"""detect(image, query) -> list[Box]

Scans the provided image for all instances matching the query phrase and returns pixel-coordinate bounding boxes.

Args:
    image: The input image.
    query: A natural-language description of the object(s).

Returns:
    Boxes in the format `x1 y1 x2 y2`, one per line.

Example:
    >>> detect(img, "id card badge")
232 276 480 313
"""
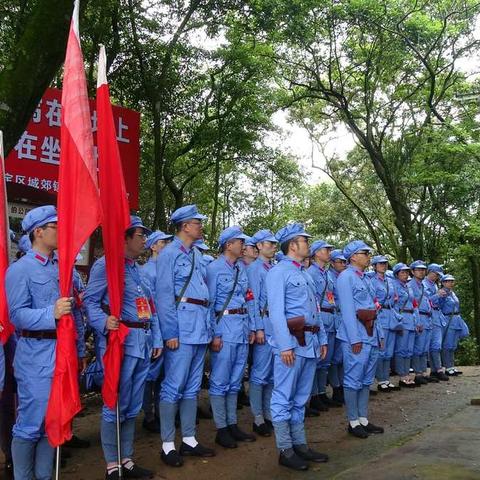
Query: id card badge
326 291 335 305
136 297 152 320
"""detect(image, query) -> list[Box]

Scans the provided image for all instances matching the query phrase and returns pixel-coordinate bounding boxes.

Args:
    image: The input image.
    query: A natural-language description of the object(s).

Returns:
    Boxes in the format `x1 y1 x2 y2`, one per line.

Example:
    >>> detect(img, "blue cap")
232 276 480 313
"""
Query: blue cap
275 223 311 245
146 230 173 249
244 236 256 247
410 260 427 270
365 270 376 278
193 239 210 251
18 235 32 253
309 240 334 257
129 215 152 235
330 249 347 262
428 263 444 274
386 270 394 278
218 226 249 247
392 262 410 275
441 274 455 282
170 204 206 224
343 240 372 260
371 255 389 265
275 251 285 262
251 229 278 244
22 205 58 234
203 254 215 265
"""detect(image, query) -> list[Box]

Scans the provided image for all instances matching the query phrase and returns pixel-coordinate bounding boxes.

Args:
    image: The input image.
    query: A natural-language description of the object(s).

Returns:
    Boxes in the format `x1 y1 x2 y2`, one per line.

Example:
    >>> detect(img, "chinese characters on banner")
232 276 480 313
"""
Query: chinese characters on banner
5 87 140 209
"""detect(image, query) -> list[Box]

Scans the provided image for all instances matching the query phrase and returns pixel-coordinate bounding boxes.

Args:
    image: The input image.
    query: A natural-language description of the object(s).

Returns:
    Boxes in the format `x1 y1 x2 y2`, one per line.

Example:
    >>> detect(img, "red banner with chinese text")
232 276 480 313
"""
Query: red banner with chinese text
5 87 140 209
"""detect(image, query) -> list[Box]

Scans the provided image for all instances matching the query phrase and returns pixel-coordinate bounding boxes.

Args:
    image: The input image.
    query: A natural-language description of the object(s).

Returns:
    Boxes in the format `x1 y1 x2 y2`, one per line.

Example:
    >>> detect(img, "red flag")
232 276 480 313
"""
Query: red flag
0 132 14 345
97 44 130 409
45 0 102 447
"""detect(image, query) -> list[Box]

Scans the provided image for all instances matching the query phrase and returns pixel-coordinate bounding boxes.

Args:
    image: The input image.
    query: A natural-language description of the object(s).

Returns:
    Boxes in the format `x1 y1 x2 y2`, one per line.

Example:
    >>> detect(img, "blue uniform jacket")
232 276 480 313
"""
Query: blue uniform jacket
327 268 343 329
265 257 327 358
307 264 336 332
370 273 399 331
246 257 273 331
408 278 432 329
392 279 418 331
84 256 162 359
142 257 157 292
336 265 382 346
72 269 86 358
155 237 210 344
423 279 447 327
438 289 467 332
207 255 255 343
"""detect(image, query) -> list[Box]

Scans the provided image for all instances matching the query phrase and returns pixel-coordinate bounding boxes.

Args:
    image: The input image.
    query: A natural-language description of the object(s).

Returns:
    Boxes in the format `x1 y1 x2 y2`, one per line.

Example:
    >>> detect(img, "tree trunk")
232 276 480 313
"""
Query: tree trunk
152 103 167 230
469 255 480 359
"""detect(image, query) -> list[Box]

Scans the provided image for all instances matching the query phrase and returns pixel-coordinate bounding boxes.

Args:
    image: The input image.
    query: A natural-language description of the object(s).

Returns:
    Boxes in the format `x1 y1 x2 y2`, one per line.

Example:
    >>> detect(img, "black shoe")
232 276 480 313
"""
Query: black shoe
161 450 184 467
399 380 416 389
454 369 463 375
105 468 120 480
197 405 213 419
293 444 329 463
377 383 390 393
179 442 215 457
265 418 273 429
215 427 237 448
253 422 272 437
319 393 342 408
363 422 384 434
432 371 449 381
387 383 401 391
332 386 345 404
279 448 309 471
64 435 91 449
426 375 439 383
310 395 329 412
415 375 428 385
348 424 368 439
446 369 458 376
142 418 160 433
305 405 320 417
228 424 256 442
122 462 154 479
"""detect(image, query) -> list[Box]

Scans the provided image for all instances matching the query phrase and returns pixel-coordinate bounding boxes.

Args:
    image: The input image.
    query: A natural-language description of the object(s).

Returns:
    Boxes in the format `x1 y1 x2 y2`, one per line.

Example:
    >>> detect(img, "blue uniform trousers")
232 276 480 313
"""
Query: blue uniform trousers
312 331 335 395
249 342 274 422
394 330 415 376
442 327 461 368
376 329 397 382
271 354 316 450
160 344 207 442
412 329 432 373
142 357 164 422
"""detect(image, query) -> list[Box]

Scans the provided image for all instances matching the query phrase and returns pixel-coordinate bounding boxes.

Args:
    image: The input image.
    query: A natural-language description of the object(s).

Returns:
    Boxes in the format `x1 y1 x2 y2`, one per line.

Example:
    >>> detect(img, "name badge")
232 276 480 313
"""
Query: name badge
136 297 152 320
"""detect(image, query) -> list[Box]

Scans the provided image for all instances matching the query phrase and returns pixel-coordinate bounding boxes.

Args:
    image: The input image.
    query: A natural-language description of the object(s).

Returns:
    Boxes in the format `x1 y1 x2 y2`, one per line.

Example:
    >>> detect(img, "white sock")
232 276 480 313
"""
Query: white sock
254 415 265 426
350 420 360 428
107 466 119 474
359 417 368 426
162 441 175 454
182 436 198 448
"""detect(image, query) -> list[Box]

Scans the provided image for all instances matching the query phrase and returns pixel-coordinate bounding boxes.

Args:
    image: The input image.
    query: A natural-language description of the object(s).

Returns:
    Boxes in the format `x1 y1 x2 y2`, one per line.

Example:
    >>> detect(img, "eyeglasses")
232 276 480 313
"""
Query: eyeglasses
357 250 372 256
186 220 203 227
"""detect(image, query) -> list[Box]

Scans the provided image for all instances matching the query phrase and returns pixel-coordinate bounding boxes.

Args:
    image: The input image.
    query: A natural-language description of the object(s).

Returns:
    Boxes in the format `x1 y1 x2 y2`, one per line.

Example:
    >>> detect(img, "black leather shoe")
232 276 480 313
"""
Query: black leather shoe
279 448 309 471
228 424 256 442
415 375 428 385
215 427 237 449
387 383 401 391
197 405 213 419
265 418 273 428
253 422 272 437
454 369 463 375
319 393 342 408
432 371 449 381
105 469 120 479
161 450 184 467
293 444 329 463
426 375 439 383
310 395 329 412
363 422 384 434
122 462 154 479
64 435 91 448
348 424 368 439
305 405 320 417
446 369 458 376
399 380 416 389
142 418 160 433
179 442 215 457
377 383 390 393
332 386 345 404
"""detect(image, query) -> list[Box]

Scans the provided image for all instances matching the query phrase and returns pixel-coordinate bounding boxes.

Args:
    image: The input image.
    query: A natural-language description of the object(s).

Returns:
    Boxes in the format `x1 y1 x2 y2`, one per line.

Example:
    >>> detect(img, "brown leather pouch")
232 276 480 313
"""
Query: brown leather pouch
356 309 377 337
287 316 306 346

• • •

◆ Directions ◆
With the pictures removed, repeat the listing above exactly as it stands.

◆ Result for this exercise ◆
"""detect(image, query) -> list[Box]

Scans the provided image for all instances matching the query phrase and returns pixel-coordinate bounding boxes.

Args:
    image: The input image.
    query: A natural-language description of the object(s).

Returns:
    Boxes in the format `x1 y1 x2 y2`, one per line.

Example:
    >>> detect(img, "id card badge")
232 276 480 313
"""
Query: id card badge
326 291 335 305
136 297 152 320
"""detect(image, query) -> list[Box]

Scans the provided image for all instances matching the query phrase and returns pixel-coordinate bounding boxes.

Args:
    image: The input image.
    query: A natural-language description of the object(s).

Returns:
    Boxes in the format `x1 y1 x2 y2`, one per line.

Example:
    >>> detect(img, "blue cap")
232 276 480 313
"""
Query: blue cap
275 223 311 245
146 230 173 249
244 236 256 247
410 260 427 270
365 270 376 278
193 239 210 251
18 235 32 253
309 240 334 257
129 215 152 235
330 249 347 262
428 263 444 274
386 270 394 278
218 226 249 247
392 262 410 275
441 274 455 282
170 204 206 224
343 240 372 260
371 255 389 265
275 251 285 262
251 229 278 244
22 205 58 234
203 254 215 265
"""detect(image, query) -> list[Box]

Scans the provided image for all instances matching the query phrase and returns pixel-coordinate bounding boxes.

Args:
    image: The input image.
    query: A natural-language description of the object(s).

Returns:
    Boxes in the format `x1 y1 x2 y2`, one per line.

Example:
    >>> detect(img, "chinese characters on banner")
232 276 480 313
"""
Query: chinese characters on banner
5 87 140 209
"""detect(image, query) -> list[Box]

Scans the provided image for all instances matching the query phrase and returns pixel-coordinate bounding boxes.

Args:
    image: The input image.
    query: A natural-language description of the object(s).

Returns:
    Boxes in the format `x1 y1 x2 y2`, one per line.

Example:
    >>> detect(img, "red banner with chinese text")
232 276 480 313
"""
Query: red banner with chinese text
5 87 140 209
"""detect(image, query) -> list[Box]

Scans the provided image for all instances matching the query phrase and returns pixel-coordinate bounding boxes.

Args:
    image: The input image.
    query: A natural-language description of the object(s).

Returns:
    Boxes in the format `x1 y1 x2 y2`, one per line.

Example:
    >>> detect(img, "red flag")
232 276 480 313
"""
Query: red flag
0 132 14 345
97 44 130 409
45 0 102 447
"""detect(image, query) -> list[Box]

Scans the provided image for all instances matching the query phrase and returns pixel-coordinate bounding boxes.

Args:
    image: The input image.
    query: A natural-language description of the object(s).

Returns:
    Boxes in the format `x1 y1 x2 y2`, one per line.

Example:
    >>> detect(img, "blue uniform jacket")
232 276 480 313
"""
Query: blue uniform jacket
327 268 343 329
265 257 327 358
307 264 336 332
370 273 399 331
246 257 273 331
408 278 432 329
392 279 418 331
84 256 162 359
142 257 157 292
336 265 382 346
72 269 86 358
155 237 210 344
423 279 447 327
438 289 467 332
207 255 255 343
"""detect(image, query) -> list[Box]

Scans the provided image for all instances matching the query phrase and returns pixel-coordinate bounding boxes.

Args:
    image: The input image.
    query: A natural-language description of the object(s).

Returns:
    Boxes in the format `x1 y1 x2 y2`, one per line.

Example:
    >>> detect(img, "tree trunk")
232 276 480 313
"""
Query: tree trunk
152 103 167 230
469 255 480 359
"""detect(image, query) -> list[Box]

Scans the provided image for all instances matching the query phrase and returns pixel-coordinate bounding boxes.

Args:
    image: The input image.
    query: A natural-language description of the object(s).

Returns:
    Boxes in the format `x1 y1 x2 y2`, one per line.

Example:
    >>> detect(img, "black shoe")
232 276 480 313
"""
Query: black shoe
161 450 184 467
399 380 416 389
454 369 463 375
105 468 120 480
197 405 213 419
293 444 329 463
377 383 390 393
179 442 215 457
265 418 273 429
215 427 237 448
253 422 272 437
319 393 342 408
363 422 384 434
432 371 449 381
387 383 401 391
332 386 345 404
279 448 309 471
64 435 91 449
426 375 439 383
310 395 329 412
415 375 428 385
348 424 368 439
446 369 458 376
142 418 160 433
305 405 320 417
228 424 256 442
122 462 154 479
"""detect(image, query) -> list[Box]

Scans the provided image for all instances matching the query phrase and returns pixel-coordinate bounding boxes.

Args:
    image: The input image.
    query: A natural-language description of the object(s).

Returns:
    Boxes in the format `x1 y1 x2 y2`, one per line.

Example:
    >>> detect(img, "blue uniform trousers")
232 276 480 313
"""
Query: blue uniform trousers
312 331 335 395
249 342 274 422
394 330 415 376
442 327 461 368
376 329 397 382
271 354 316 450
160 344 207 442
412 329 432 373
142 357 164 422
"""detect(image, query) -> list[Box]

Scans the provided image for all instances matching the query phrase and returns pixel-coordinate bounding boxes.

Args:
    image: The input image.
    query: A natural-language description of the object(s).

Returns:
    Boxes in the format `x1 y1 x2 y2`, one per line.

Example:
    >>> detect(img, "name badge")
232 276 480 313
"""
Query: name badge
136 297 152 320
"""detect(image, query) -> list[Box]

Scans the provided image for all instances matching the query phrase and returns pixel-coordinate bounding boxes.

Args:
    image: The input image.
    query: A natural-language description of the object(s).

Returns:
    Boxes in the format `x1 y1 x2 y2`, one per line.

Example:
    >>> detect(img, "white sock")
232 276 480 313
"""
Query: white sock
254 415 265 426
350 420 360 428
107 466 119 474
359 417 368 426
162 441 175 454
182 436 198 448
"""detect(image, query) -> list[Box]

Scans the provided image for all instances matching the query phrase and returns pixel-coordinate bounding boxes.

Args:
    image: The input image.
    query: A natural-language description of the object(s).

Returns:
    Boxes in the format `x1 y1 x2 y2`, one per line.

Example:
    >>> detect(img, "eyeglasses")
232 276 480 313
"""
Query: eyeglasses
357 250 372 256
186 220 203 227
"""detect(image, query) -> list[Box]

Scans the provided image for all instances matching the query phrase and returns pixel-coordinate bounding boxes.

Args:
    image: The input image.
    query: A natural-language description of the object(s).

Returns:
    Boxes in the format `x1 y1 x2 y2`, one per line.

Example:
    >>> detect(img, "black leather shoe")
232 276 480 313
"""
Query: black leather shoe
279 448 309 471
228 424 256 442
415 375 428 385
215 427 237 449
387 383 401 391
197 405 213 419
265 418 273 428
253 422 272 437
454 369 463 375
319 393 342 408
432 371 449 381
105 469 120 479
161 450 184 467
293 444 329 463
426 375 439 383
310 395 329 412
363 422 384 434
122 462 154 479
64 435 91 448
348 424 368 439
305 405 320 417
446 369 458 376
399 380 416 389
142 418 160 433
179 442 215 457
377 383 390 393
332 386 345 404
"""detect(image, query) -> list[Box]

Scans the provided image for all instances matching the query phrase and returns pixel-coordinate bounding boxes.

Args:
    image: The input image.
    query: A natural-language description of the object(s).

Returns:
    Boxes in the format `x1 y1 x2 y2`, one per line.

Example:
    >>> detect(img, "brown leather pouch")
232 276 480 313
"""
Query: brown leather pouch
356 309 377 337
287 316 306 346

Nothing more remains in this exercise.